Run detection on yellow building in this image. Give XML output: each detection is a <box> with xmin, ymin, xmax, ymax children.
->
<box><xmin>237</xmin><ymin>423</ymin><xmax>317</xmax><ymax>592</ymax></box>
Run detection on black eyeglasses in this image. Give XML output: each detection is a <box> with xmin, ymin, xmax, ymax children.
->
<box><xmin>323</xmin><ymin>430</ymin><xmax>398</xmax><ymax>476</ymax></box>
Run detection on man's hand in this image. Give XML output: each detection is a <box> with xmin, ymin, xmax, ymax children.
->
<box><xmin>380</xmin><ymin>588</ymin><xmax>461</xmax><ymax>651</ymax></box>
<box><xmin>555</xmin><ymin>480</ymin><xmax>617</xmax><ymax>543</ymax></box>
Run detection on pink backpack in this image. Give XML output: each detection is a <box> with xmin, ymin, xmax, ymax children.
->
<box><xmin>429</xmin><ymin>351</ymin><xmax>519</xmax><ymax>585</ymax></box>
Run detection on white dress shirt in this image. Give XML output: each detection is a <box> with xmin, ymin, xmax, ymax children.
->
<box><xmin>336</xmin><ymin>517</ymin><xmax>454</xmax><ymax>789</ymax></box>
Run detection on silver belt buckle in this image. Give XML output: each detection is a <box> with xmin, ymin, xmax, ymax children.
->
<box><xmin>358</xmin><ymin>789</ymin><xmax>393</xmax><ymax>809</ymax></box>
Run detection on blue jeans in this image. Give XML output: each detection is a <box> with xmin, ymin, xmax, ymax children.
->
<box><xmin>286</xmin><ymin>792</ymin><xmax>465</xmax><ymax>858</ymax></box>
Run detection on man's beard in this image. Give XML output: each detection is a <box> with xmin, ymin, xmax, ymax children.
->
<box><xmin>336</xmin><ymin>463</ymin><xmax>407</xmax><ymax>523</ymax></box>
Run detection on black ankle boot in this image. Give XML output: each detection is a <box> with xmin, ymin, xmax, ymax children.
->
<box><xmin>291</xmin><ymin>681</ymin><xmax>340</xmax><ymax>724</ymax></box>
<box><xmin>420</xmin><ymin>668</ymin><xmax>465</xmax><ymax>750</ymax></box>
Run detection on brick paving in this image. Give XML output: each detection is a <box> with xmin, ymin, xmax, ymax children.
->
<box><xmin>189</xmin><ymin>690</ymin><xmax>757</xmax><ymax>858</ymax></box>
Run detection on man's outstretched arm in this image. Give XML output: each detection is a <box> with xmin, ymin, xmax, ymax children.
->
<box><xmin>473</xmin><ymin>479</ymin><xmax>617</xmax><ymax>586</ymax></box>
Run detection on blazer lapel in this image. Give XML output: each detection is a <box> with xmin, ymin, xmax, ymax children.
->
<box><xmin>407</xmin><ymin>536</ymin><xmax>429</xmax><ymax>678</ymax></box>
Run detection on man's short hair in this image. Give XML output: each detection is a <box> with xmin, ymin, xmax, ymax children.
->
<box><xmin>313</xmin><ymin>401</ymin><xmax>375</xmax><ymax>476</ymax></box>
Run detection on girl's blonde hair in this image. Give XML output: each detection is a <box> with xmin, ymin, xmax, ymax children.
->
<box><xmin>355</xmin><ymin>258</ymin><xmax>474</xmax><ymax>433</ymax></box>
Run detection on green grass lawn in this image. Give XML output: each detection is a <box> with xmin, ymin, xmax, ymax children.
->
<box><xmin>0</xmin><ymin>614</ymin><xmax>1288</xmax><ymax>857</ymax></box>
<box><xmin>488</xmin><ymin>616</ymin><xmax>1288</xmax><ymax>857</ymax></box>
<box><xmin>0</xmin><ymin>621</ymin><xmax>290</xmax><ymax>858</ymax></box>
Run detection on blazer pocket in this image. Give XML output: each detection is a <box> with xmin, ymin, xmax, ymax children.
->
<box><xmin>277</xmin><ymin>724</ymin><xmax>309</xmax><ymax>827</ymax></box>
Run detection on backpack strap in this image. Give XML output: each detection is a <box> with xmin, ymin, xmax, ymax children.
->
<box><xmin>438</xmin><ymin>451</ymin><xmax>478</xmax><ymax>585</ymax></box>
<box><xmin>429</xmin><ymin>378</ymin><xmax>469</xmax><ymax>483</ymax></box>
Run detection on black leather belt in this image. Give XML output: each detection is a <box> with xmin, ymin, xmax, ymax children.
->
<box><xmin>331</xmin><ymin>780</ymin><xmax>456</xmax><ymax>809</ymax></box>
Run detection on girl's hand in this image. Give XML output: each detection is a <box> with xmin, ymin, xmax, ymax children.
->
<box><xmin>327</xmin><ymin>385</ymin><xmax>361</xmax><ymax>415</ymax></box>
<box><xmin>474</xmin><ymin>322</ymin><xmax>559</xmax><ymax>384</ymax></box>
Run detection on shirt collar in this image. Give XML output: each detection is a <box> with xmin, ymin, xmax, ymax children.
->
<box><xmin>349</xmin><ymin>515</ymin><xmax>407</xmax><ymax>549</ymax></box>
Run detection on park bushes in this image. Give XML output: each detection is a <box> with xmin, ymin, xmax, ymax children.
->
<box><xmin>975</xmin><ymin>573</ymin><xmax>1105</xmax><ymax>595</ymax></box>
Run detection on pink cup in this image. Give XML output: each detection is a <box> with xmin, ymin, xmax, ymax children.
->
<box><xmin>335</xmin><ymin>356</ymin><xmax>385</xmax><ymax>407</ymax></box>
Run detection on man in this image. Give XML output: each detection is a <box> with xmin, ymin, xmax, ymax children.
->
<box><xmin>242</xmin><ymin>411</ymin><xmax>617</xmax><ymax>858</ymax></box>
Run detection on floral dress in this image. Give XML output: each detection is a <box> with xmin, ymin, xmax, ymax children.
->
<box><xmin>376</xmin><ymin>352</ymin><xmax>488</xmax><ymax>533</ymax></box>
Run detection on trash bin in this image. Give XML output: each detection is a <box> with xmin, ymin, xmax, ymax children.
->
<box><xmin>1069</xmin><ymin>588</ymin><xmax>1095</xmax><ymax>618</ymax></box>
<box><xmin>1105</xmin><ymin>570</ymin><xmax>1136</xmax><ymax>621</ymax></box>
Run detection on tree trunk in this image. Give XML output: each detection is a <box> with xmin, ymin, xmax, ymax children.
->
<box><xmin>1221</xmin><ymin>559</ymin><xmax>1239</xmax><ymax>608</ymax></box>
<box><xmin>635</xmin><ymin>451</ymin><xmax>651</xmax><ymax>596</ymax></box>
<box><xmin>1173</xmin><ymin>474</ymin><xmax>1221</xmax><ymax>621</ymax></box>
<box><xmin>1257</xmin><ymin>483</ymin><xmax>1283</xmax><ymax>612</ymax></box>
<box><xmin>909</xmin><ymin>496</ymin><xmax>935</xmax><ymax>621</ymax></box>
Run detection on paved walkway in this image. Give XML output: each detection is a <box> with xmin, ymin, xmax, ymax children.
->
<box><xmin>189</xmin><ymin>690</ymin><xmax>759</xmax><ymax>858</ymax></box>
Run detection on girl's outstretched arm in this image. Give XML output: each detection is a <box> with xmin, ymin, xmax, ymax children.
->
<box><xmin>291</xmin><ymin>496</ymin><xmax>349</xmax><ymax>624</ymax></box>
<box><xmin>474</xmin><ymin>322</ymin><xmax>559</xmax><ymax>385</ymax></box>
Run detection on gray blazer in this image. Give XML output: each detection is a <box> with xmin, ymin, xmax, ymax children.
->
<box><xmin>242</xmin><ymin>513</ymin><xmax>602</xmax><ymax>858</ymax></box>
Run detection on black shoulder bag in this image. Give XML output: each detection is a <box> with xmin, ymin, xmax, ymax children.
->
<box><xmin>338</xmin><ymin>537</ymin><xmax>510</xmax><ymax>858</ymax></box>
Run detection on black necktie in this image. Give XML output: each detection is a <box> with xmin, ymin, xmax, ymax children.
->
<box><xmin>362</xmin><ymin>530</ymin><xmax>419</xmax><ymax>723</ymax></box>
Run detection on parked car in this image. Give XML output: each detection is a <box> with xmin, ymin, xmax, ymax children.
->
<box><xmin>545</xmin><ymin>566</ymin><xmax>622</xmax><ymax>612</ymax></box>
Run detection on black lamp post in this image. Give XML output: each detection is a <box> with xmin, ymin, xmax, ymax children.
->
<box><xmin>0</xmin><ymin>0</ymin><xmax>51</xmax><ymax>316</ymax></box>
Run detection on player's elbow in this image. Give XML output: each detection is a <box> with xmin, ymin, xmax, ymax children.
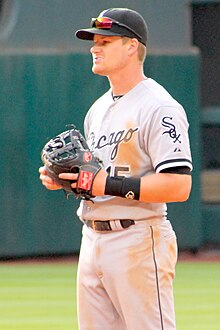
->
<box><xmin>178</xmin><ymin>175</ymin><xmax>192</xmax><ymax>202</ymax></box>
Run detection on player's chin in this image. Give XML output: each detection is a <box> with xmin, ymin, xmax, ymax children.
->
<box><xmin>92</xmin><ymin>65</ymin><xmax>106</xmax><ymax>76</ymax></box>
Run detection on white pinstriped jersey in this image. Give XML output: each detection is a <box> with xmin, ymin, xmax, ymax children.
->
<box><xmin>78</xmin><ymin>78</ymin><xmax>192</xmax><ymax>220</ymax></box>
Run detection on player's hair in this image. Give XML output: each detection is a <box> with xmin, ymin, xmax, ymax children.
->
<box><xmin>122</xmin><ymin>37</ymin><xmax>147</xmax><ymax>63</ymax></box>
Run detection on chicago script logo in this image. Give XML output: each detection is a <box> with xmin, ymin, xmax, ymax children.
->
<box><xmin>162</xmin><ymin>116</ymin><xmax>181</xmax><ymax>143</ymax></box>
<box><xmin>95</xmin><ymin>127</ymin><xmax>138</xmax><ymax>160</ymax></box>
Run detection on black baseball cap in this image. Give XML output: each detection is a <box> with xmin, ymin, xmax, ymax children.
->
<box><xmin>76</xmin><ymin>8</ymin><xmax>148</xmax><ymax>46</ymax></box>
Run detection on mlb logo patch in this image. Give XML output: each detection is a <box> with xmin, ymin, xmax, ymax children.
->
<box><xmin>77</xmin><ymin>171</ymin><xmax>94</xmax><ymax>190</ymax></box>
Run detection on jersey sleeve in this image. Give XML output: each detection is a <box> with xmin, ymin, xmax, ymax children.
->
<box><xmin>147</xmin><ymin>106</ymin><xmax>192</xmax><ymax>173</ymax></box>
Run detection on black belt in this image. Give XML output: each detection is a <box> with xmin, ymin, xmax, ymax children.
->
<box><xmin>84</xmin><ymin>219</ymin><xmax>135</xmax><ymax>231</ymax></box>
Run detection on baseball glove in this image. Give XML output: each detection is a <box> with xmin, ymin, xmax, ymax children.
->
<box><xmin>41</xmin><ymin>127</ymin><xmax>102</xmax><ymax>199</ymax></box>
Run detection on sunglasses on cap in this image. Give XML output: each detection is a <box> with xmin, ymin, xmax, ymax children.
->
<box><xmin>91</xmin><ymin>17</ymin><xmax>142</xmax><ymax>39</ymax></box>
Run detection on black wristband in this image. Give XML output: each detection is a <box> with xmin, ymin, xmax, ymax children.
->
<box><xmin>105</xmin><ymin>176</ymin><xmax>141</xmax><ymax>200</ymax></box>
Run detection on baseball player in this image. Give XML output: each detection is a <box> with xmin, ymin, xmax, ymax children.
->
<box><xmin>40</xmin><ymin>8</ymin><xmax>192</xmax><ymax>330</ymax></box>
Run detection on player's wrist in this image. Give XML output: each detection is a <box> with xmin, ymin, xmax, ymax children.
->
<box><xmin>105</xmin><ymin>176</ymin><xmax>141</xmax><ymax>200</ymax></box>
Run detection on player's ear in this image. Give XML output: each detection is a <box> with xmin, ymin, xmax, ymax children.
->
<box><xmin>128</xmin><ymin>38</ymin><xmax>139</xmax><ymax>55</ymax></box>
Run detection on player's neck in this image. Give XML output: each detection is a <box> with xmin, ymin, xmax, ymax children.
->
<box><xmin>108</xmin><ymin>65</ymin><xmax>146</xmax><ymax>95</ymax></box>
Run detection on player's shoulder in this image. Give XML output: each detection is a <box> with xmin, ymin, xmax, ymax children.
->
<box><xmin>141</xmin><ymin>78</ymin><xmax>181</xmax><ymax>107</ymax></box>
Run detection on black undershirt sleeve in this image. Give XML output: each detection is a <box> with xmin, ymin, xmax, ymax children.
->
<box><xmin>160</xmin><ymin>166</ymin><xmax>191</xmax><ymax>175</ymax></box>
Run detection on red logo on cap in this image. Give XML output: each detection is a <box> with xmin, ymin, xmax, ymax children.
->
<box><xmin>83</xmin><ymin>151</ymin><xmax>92</xmax><ymax>163</ymax></box>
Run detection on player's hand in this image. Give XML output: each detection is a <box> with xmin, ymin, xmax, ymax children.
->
<box><xmin>59</xmin><ymin>170</ymin><xmax>107</xmax><ymax>196</ymax></box>
<box><xmin>39</xmin><ymin>166</ymin><xmax>62</xmax><ymax>190</ymax></box>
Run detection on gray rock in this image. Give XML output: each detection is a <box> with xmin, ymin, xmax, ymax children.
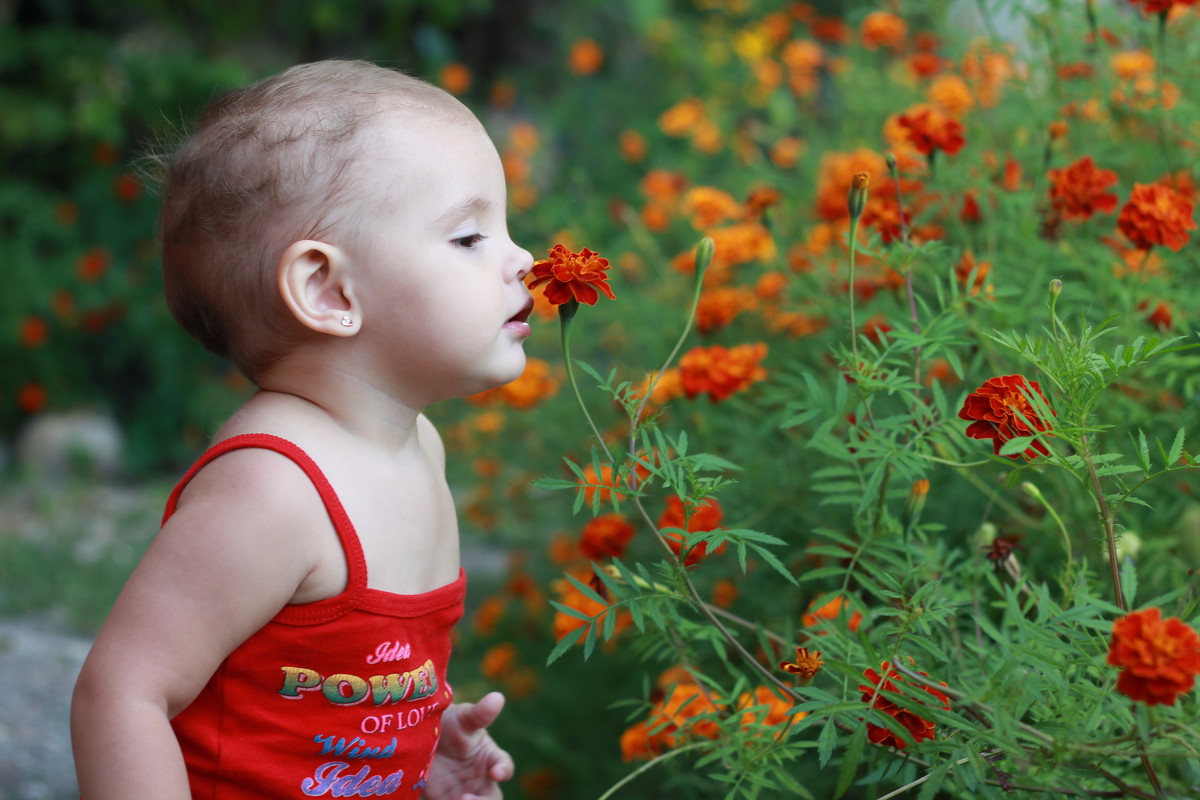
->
<box><xmin>17</xmin><ymin>410</ymin><xmax>124</xmax><ymax>485</ymax></box>
<box><xmin>0</xmin><ymin>620</ymin><xmax>91</xmax><ymax>800</ymax></box>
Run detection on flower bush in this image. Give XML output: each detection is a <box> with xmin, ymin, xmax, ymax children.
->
<box><xmin>9</xmin><ymin>0</ymin><xmax>1200</xmax><ymax>800</ymax></box>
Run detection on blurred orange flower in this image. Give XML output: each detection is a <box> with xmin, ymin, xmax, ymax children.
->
<box><xmin>858</xmin><ymin>661</ymin><xmax>950</xmax><ymax>750</ymax></box>
<box><xmin>527</xmin><ymin>245</ymin><xmax>617</xmax><ymax>306</ymax></box>
<box><xmin>1108</xmin><ymin>608</ymin><xmax>1200</xmax><ymax>705</ymax></box>
<box><xmin>580</xmin><ymin>513</ymin><xmax>635</xmax><ymax>560</ymax></box>
<box><xmin>734</xmin><ymin>686</ymin><xmax>808</xmax><ymax>735</ymax></box>
<box><xmin>1046</xmin><ymin>156</ymin><xmax>1117</xmax><ymax>222</ymax></box>
<box><xmin>858</xmin><ymin>11</ymin><xmax>908</xmax><ymax>50</ymax></box>
<box><xmin>1117</xmin><ymin>184</ymin><xmax>1196</xmax><ymax>251</ymax></box>
<box><xmin>568</xmin><ymin>36</ymin><xmax>604</xmax><ymax>76</ymax></box>
<box><xmin>17</xmin><ymin>314</ymin><xmax>50</xmax><ymax>350</ymax></box>
<box><xmin>696</xmin><ymin>287</ymin><xmax>756</xmax><ymax>333</ymax></box>
<box><xmin>659</xmin><ymin>97</ymin><xmax>706</xmax><ymax>137</ymax></box>
<box><xmin>800</xmin><ymin>595</ymin><xmax>863</xmax><ymax>636</ymax></box>
<box><xmin>925</xmin><ymin>74</ymin><xmax>974</xmax><ymax>116</ymax></box>
<box><xmin>438</xmin><ymin>61</ymin><xmax>470</xmax><ymax>95</ymax></box>
<box><xmin>658</xmin><ymin>494</ymin><xmax>725</xmax><ymax>567</ymax></box>
<box><xmin>683</xmin><ymin>186</ymin><xmax>745</xmax><ymax>230</ymax></box>
<box><xmin>896</xmin><ymin>103</ymin><xmax>966</xmax><ymax>156</ymax></box>
<box><xmin>617</xmin><ymin>128</ymin><xmax>648</xmax><ymax>164</ymax></box>
<box><xmin>17</xmin><ymin>381</ymin><xmax>49</xmax><ymax>414</ymax></box>
<box><xmin>679</xmin><ymin>342</ymin><xmax>767</xmax><ymax>403</ymax></box>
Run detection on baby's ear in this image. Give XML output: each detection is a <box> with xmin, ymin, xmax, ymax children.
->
<box><xmin>276</xmin><ymin>239</ymin><xmax>361</xmax><ymax>336</ymax></box>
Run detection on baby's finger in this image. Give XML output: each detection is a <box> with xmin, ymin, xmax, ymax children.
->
<box><xmin>487</xmin><ymin>747</ymin><xmax>514</xmax><ymax>783</ymax></box>
<box><xmin>458</xmin><ymin>692</ymin><xmax>504</xmax><ymax>733</ymax></box>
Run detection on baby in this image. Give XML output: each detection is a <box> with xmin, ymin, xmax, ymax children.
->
<box><xmin>71</xmin><ymin>61</ymin><xmax>533</xmax><ymax>800</ymax></box>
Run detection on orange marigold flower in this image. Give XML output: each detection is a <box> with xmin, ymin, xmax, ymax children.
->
================================
To do:
Reproduce the records from the line containing "Run detection on baby in" through the end of the records, requests included. Scale every box coordinate in the answers by 1.4 and round each to a whole number, with halves rounded up.

Response for this exercise:
Run detection on baby in this image. Give XML output: each detection is a <box> with xmin, ymin, xmax, ymax children.
->
<box><xmin>99</xmin><ymin>85</ymin><xmax>746</xmax><ymax>1120</ymax></box>
Run detection on orange marigold flower in this image. Give XML output: each detection is a <box> with xmin, ymin, xmax, ymax children.
->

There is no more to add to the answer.